**Passage**
-------

Note that std::continue_ and std::break_ are not just a named constant of type std::control_flow, but of a distinct tag type, which has an implicit conversion to std::true/false_type and a likewise constant operator!. This ensures that the common case of “always continue” or “always break” can be encoded in the type system and guarantee optimizations.

The standardization of std::control_flow is the bare minimum to enable writing generator ranges:

struct generator123
{
    // `sink` takes the type yielded by the generator range.
    // and returns `std::control_flow`, `std::continue_t`, or `std::break_t`.
    auto operator()(auto&& sink) const -> std::control_flow
    {
        std::control_flow flow;

        flow = sink(1);
        if (!flow) return flow;

        flow = sink(2);
        if (!flow) return flow;

        return sink(3);
    }
};

template <typename Generator>
void use_generator_range(Generator&& generator)
{
    generator([](auto value) {
        std::print("{}\n", value);
        // Unconditionally continue generating.
        return std::continue_;
    });

    generator([](auto value) -> std::control_flow {
        // Exit early if we see the value 42.
        if (value == 42)
            return std::break_;

        std::print("{}\n", value);
        return std::continue_;
    });
}

The remaining features are “just” language support to make this idiom nicer.

4.2 Generator-based for loop

Basic lowering of a generator-based for loop.

User code
Lowered code
for (T binding : object)
{
    body
}
{
    auto __body = [&](T&& __element) -> see-below {
        T binding = std::forward<T>(__element);
        body
        return std::continue_;
    });
    auto __flow = object(__body);
    see-below
}

Previously, the range-based for loop was always lowered to an iterator-based for loop if the type has begin() and end(). We propose that it can also be lowered to a generator-based for loop if the type has an operator() that accepts a callable and returns std::control_flow, std::break_t or std::continue_t. If the type has both begin() and end(), the generator-based version is preferred as it is expected to be faster.

The for loop is lowered to a call to operator() on the generator, passing it the body of the loop transformed into a lambda. That lambda takes the type specified in the binding of the loop qualified with &&. Reference collapsing rules ensure that it is turned into an lvalue reference if necessary. The extra step is necessary as the binding of the for-loop might be a structured binding which is not allowed as a lambda argument. The lambda body then consists of the binding of the range-based for loop, the body of the loop, and a (potentially unreachable) return std::continue_.

-------

**Material supplied**
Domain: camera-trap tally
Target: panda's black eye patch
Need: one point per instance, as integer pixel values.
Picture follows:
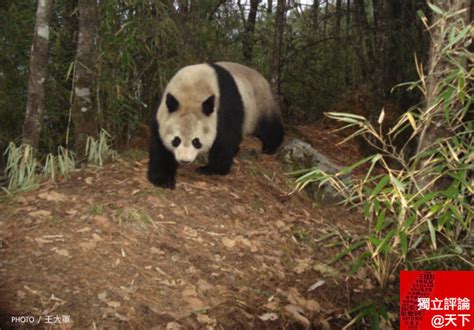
(176, 141)
(197, 144)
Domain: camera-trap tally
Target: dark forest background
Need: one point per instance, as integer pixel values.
(316, 53)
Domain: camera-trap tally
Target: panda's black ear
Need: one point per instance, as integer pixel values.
(208, 106)
(172, 103)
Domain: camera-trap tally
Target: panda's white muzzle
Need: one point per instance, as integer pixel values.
(185, 155)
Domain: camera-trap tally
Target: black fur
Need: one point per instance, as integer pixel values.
(230, 120)
(270, 131)
(208, 105)
(162, 165)
(172, 103)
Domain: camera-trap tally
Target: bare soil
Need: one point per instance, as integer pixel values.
(105, 249)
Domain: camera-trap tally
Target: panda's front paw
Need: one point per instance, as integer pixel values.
(206, 170)
(162, 182)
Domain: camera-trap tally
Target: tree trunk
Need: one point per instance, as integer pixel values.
(438, 69)
(269, 6)
(347, 64)
(248, 40)
(337, 33)
(83, 107)
(38, 75)
(277, 49)
(326, 18)
(365, 39)
(315, 14)
(382, 23)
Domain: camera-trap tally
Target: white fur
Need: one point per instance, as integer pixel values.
(191, 86)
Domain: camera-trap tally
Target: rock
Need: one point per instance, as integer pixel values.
(297, 155)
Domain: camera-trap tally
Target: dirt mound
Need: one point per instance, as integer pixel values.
(105, 248)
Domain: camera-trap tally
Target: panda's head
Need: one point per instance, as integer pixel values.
(187, 129)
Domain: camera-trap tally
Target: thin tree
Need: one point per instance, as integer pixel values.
(248, 40)
(277, 49)
(38, 74)
(83, 108)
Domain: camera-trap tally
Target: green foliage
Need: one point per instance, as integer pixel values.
(420, 207)
(61, 164)
(98, 151)
(21, 168)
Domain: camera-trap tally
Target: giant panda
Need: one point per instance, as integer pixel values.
(208, 108)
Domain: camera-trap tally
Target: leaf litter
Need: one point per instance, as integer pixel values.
(205, 255)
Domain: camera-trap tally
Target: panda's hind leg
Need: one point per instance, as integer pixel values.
(270, 131)
(220, 159)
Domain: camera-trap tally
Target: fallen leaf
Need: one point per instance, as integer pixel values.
(312, 305)
(102, 296)
(272, 305)
(42, 240)
(61, 252)
(194, 302)
(268, 317)
(173, 326)
(204, 319)
(113, 304)
(102, 221)
(326, 270)
(228, 243)
(295, 298)
(40, 213)
(296, 313)
(52, 196)
(301, 266)
(316, 285)
(203, 285)
(88, 245)
(96, 237)
(83, 230)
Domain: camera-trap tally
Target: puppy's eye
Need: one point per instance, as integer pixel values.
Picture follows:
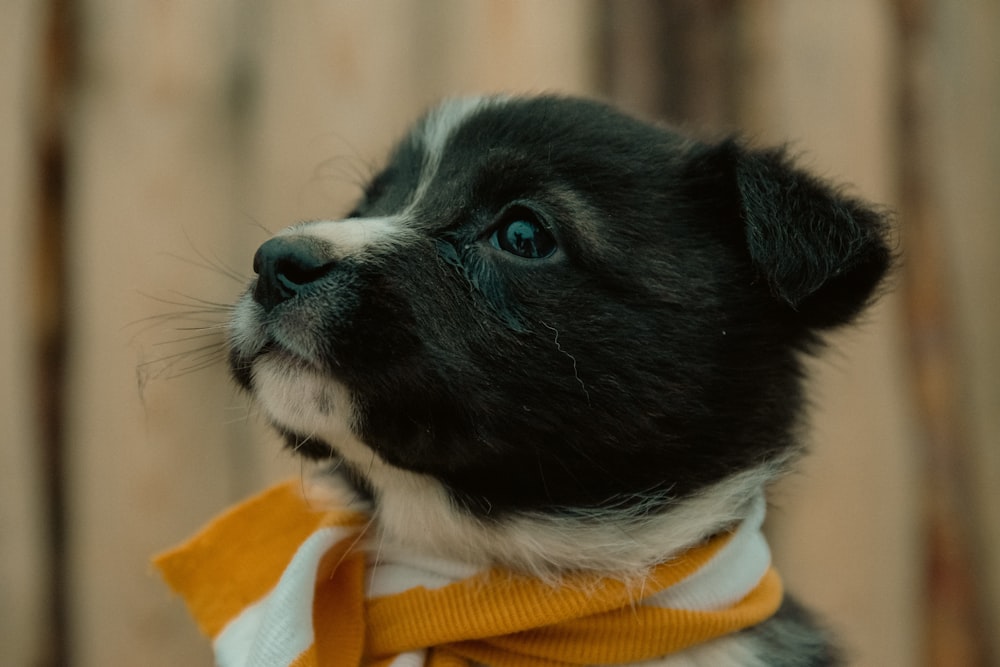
(521, 233)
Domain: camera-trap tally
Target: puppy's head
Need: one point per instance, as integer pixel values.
(542, 308)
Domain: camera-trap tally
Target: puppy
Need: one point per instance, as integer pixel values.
(553, 338)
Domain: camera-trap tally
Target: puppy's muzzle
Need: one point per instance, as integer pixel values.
(286, 266)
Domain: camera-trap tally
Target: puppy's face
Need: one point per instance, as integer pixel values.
(543, 306)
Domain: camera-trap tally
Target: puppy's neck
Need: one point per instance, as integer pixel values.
(414, 514)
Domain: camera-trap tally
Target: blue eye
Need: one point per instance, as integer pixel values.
(521, 233)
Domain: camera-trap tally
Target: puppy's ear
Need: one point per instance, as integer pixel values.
(821, 252)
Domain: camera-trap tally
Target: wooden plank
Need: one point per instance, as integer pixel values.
(152, 456)
(953, 159)
(23, 514)
(844, 528)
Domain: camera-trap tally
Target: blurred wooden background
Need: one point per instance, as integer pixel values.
(143, 142)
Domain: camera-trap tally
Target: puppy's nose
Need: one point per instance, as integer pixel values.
(285, 265)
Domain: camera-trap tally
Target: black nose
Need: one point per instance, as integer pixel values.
(285, 265)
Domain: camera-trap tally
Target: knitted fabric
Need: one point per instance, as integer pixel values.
(275, 581)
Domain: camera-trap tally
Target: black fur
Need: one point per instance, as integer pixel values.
(656, 352)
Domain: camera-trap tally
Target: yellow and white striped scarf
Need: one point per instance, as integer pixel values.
(276, 582)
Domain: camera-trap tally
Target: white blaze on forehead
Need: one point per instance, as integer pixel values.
(354, 235)
(439, 125)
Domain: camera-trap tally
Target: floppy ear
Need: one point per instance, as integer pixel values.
(821, 252)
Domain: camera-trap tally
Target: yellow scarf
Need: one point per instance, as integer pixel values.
(276, 582)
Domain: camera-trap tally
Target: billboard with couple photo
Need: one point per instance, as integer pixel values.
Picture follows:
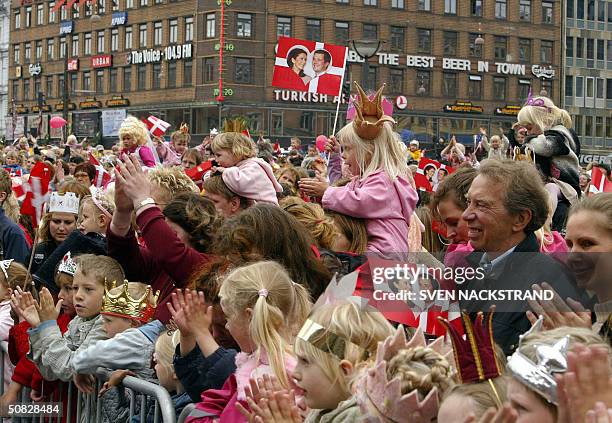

-------

**Exercises**
1. Answer these questions about the passage on generator ranges:
(a) What does the tag type of std::continue_ and std::break_ implicitly convert to?
(b) When a type has both begin() and end(), which version of the for loop is preferred, and why?
(c) What kind of binding makes the extra step with the lambda necessary?
2. Decide whether each statement agrees with the passage on generator ranges, and support each answer with the deciding words of the passage:
(a) The lambda in the lowered loop takes the type from the loop's binding qualified with &&.
(b) The range-based for loop used to be lowered to a generator-based loop whenever the type had begin() and end().
(c) Standardizing std::control_flow is described as the bare minimum for writing generator ranges.
3. Extract the part of the passage on generator ranges from "return std::break_;" up to and including "this idiom nicer.".

**Responses per task**
1.
(a) It converts implicitly to std::true/false_type.
(b) The generator-based version is preferred, because it is expected to be faster.
(c) A structured binding, which is not allowed as a lambda argument.

2.
(a) Yes: "That lambda takes the type specified in the binding of the loop qualified with &&."
(b) No: "Previously, the range-based for loop was always lowered to an iterator-based for loop if the type has begin() and end()."
(c) Yes: "The standardization of std::control_flow is the bare minimum to enable writing generator ranges"

3.
return std::break_;

        std::print("{}\n", value);
        return std::continue_;
    });
}

The remaining features are “just” language support to make this idiom nicer.